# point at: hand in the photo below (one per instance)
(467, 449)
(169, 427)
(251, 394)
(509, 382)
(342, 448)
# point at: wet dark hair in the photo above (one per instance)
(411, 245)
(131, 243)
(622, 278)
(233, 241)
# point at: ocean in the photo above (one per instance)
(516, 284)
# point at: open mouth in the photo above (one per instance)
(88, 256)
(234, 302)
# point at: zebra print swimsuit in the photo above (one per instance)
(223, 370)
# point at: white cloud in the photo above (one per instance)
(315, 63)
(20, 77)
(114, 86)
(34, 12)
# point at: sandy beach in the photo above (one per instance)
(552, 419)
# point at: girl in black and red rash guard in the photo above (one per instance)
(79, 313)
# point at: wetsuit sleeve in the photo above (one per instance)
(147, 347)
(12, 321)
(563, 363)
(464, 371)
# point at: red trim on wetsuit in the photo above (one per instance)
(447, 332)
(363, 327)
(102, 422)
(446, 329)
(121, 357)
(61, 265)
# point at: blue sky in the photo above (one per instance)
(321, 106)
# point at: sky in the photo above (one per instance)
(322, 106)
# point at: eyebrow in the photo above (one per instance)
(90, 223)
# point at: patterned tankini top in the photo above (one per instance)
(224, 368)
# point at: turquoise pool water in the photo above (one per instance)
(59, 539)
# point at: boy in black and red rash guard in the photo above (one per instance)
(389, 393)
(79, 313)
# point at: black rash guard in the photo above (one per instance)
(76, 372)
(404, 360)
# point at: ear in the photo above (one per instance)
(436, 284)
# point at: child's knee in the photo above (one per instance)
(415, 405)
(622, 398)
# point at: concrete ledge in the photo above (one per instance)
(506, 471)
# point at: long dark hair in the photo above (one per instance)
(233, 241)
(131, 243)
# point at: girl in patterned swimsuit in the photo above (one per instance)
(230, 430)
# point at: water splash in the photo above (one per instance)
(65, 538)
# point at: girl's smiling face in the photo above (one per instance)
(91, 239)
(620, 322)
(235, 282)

****************************************

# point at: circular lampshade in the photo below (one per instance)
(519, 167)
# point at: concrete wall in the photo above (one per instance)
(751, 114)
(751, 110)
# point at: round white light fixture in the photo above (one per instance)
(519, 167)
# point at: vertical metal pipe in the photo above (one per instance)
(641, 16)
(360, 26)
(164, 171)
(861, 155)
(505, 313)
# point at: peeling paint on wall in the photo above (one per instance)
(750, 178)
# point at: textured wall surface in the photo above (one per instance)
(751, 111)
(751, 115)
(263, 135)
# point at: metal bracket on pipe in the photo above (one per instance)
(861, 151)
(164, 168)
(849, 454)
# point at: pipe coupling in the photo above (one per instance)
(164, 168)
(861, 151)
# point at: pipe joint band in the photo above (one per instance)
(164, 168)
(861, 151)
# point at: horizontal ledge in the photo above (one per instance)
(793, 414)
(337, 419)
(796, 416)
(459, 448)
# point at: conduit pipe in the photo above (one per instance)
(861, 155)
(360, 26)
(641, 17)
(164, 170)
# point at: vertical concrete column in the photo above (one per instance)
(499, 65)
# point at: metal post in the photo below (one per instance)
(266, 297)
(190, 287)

****************************************

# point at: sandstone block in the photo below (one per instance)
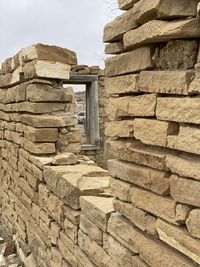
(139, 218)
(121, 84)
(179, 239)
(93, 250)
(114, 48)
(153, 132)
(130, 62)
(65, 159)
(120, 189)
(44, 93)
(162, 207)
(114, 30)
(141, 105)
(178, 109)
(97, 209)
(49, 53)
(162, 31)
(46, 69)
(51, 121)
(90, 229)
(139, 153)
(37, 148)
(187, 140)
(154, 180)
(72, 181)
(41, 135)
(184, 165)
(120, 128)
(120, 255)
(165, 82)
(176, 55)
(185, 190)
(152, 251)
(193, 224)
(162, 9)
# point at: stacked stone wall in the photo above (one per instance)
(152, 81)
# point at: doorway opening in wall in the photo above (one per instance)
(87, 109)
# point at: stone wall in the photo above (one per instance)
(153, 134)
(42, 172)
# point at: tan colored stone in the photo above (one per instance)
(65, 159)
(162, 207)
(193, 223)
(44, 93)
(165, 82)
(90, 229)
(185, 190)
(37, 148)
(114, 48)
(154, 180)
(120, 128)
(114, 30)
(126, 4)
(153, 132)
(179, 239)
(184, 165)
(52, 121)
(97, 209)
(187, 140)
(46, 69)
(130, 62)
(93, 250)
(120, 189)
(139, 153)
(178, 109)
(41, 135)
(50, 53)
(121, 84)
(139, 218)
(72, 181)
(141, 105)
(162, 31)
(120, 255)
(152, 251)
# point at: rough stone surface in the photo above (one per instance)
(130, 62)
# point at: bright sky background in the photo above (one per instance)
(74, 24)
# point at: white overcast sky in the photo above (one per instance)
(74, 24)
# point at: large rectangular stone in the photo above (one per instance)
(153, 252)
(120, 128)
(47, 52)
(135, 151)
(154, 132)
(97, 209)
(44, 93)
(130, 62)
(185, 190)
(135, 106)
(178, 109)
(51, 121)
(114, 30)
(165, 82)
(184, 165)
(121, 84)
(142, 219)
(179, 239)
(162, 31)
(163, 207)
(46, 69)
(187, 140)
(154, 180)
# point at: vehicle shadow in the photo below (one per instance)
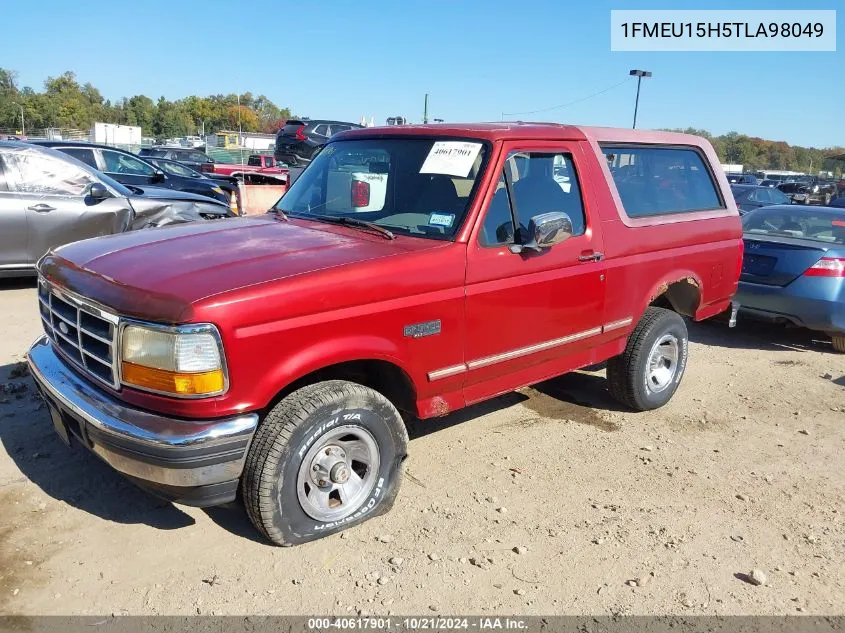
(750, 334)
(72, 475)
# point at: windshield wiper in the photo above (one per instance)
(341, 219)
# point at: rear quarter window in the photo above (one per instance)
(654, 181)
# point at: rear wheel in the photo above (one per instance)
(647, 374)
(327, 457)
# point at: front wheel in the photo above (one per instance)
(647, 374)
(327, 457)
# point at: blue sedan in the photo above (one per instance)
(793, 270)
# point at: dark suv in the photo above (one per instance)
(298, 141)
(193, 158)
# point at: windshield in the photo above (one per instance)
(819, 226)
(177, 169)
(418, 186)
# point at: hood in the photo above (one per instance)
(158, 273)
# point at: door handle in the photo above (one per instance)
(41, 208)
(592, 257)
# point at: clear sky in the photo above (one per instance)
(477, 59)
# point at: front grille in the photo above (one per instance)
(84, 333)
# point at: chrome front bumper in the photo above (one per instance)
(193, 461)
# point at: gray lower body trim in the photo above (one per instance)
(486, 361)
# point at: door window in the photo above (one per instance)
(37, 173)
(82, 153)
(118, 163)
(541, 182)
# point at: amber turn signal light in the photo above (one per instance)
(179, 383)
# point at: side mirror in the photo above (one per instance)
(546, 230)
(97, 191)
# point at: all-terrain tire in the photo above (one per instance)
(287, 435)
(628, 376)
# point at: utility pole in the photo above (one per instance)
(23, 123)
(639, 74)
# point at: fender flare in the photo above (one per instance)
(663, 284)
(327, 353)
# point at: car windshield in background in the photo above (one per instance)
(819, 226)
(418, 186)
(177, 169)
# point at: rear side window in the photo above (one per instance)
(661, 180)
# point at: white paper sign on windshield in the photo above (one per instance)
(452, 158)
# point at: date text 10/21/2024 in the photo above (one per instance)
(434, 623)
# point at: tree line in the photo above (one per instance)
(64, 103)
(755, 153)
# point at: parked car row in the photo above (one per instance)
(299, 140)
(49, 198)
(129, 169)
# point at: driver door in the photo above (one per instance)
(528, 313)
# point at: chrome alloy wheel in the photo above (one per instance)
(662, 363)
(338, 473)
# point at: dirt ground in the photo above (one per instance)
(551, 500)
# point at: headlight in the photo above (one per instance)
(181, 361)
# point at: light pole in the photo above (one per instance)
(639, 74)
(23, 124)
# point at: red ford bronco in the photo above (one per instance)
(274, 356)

****************************************

Find every line in the records that contains the word "side" and copy each one.

# point at: side mirror in the photo above (one per instance)
# point at: rear side window in the photo above (one per instance)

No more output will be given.